> [Goal]: Please quote only the lines that start at the one with "Exercise. Locate the fallen tree trunk" and go on to the last line of the data, both ends kept.

> [Input rows]:
—————
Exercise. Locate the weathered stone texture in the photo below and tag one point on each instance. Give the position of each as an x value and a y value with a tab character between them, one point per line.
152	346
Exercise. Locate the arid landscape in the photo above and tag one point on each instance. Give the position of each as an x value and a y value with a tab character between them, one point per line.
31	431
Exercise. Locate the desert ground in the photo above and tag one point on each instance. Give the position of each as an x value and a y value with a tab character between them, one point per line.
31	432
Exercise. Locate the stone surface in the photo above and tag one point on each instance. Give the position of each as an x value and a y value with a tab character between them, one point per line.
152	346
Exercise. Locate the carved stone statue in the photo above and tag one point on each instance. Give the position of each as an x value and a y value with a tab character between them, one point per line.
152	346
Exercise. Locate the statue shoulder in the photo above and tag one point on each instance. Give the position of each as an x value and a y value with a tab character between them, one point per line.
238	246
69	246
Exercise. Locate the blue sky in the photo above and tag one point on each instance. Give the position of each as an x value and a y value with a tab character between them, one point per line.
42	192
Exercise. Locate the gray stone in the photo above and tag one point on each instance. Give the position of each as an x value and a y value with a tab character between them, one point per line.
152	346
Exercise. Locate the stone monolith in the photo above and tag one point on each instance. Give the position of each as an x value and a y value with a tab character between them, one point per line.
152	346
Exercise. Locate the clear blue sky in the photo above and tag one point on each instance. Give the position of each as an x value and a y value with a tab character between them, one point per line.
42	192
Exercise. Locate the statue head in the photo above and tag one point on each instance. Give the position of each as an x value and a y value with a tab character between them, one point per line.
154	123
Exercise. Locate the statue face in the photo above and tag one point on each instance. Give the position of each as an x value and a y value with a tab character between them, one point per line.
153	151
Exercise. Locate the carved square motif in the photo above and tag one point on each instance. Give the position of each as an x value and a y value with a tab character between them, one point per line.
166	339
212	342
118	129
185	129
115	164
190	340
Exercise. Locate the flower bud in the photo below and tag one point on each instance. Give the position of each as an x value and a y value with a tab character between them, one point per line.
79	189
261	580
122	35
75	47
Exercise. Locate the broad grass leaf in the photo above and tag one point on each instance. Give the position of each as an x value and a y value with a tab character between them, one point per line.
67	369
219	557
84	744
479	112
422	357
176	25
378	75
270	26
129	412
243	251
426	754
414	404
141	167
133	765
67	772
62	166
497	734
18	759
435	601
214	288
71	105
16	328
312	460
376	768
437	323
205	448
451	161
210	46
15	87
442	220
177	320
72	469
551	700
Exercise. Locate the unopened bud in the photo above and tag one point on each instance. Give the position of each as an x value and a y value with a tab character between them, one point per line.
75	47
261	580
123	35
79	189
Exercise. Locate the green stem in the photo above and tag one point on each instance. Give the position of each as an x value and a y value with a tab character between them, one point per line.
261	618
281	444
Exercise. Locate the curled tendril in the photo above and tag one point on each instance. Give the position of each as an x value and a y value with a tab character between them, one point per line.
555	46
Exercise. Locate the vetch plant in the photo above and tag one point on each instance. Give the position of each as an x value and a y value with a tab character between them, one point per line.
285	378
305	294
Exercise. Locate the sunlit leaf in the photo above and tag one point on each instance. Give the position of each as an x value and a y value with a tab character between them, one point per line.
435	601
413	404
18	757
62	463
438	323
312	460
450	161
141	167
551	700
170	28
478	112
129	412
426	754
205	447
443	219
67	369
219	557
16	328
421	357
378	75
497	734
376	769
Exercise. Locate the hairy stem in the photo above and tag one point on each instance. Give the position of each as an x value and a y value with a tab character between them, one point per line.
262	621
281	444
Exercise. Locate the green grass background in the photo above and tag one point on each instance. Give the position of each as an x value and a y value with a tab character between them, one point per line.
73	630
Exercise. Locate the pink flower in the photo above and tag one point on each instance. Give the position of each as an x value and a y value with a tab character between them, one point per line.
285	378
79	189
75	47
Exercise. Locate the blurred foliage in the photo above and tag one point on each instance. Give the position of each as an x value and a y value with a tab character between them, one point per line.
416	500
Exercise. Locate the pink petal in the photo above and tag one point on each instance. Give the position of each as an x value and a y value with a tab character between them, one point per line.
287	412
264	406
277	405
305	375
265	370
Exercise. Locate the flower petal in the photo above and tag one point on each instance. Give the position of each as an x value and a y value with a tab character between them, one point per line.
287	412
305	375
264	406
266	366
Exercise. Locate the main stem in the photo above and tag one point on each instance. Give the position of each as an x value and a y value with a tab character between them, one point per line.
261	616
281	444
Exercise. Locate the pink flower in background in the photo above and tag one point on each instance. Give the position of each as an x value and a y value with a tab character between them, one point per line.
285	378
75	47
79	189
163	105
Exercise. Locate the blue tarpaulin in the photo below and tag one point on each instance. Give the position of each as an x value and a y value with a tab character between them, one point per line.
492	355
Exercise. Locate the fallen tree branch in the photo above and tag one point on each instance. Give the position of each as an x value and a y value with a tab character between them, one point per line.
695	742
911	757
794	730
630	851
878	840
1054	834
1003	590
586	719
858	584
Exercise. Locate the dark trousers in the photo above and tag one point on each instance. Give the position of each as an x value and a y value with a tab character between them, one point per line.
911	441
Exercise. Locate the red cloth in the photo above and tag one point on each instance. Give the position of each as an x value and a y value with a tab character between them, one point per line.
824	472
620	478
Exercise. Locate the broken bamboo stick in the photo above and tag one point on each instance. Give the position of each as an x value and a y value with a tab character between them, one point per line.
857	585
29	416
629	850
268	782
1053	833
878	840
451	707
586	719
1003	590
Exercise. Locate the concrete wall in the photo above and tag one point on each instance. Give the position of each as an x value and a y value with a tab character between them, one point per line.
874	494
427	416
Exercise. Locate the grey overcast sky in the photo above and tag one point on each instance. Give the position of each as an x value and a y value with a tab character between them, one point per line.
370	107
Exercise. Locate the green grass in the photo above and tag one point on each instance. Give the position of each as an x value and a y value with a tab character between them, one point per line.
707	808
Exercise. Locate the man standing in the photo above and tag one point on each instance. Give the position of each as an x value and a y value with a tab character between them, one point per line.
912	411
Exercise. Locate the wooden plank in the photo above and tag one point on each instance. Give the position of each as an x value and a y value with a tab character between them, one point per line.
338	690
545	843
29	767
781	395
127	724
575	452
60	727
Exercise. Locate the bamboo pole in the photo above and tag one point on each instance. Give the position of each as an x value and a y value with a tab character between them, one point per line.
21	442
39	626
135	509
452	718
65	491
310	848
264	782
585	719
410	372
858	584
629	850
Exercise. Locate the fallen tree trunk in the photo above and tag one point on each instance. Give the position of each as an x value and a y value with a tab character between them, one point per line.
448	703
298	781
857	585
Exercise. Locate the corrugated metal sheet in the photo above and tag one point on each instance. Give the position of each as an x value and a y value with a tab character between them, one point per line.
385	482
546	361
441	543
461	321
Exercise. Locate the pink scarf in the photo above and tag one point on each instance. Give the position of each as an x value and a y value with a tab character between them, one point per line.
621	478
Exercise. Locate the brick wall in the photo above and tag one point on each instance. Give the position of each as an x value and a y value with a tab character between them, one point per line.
—————
> [Written reply]:
Exercise. Locate the fallen tree trunk in the photo above and tag one point on each instance. Give the position of each as an x value and a y value with a tab character between them, one point per line.
448	703
298	781
857	585
Exercise. Locate the corrugated metal sheet in the photo above and tag one point on each instance. Give the position of each as an x value and a y value with a tab character between them, one point per line.
385	482
546	361
441	543
461	321
Exercise. Locate the pink scarf in the photo above and tag one point on each instance. Give the position of each as an x value and a y value with a tab character between them, one point per line.
621	478
Exercise. Locate the brick wall in the photo above and tag one point on each instance. Give the position of each as an x value and a y value with a tab character between them, one point per line.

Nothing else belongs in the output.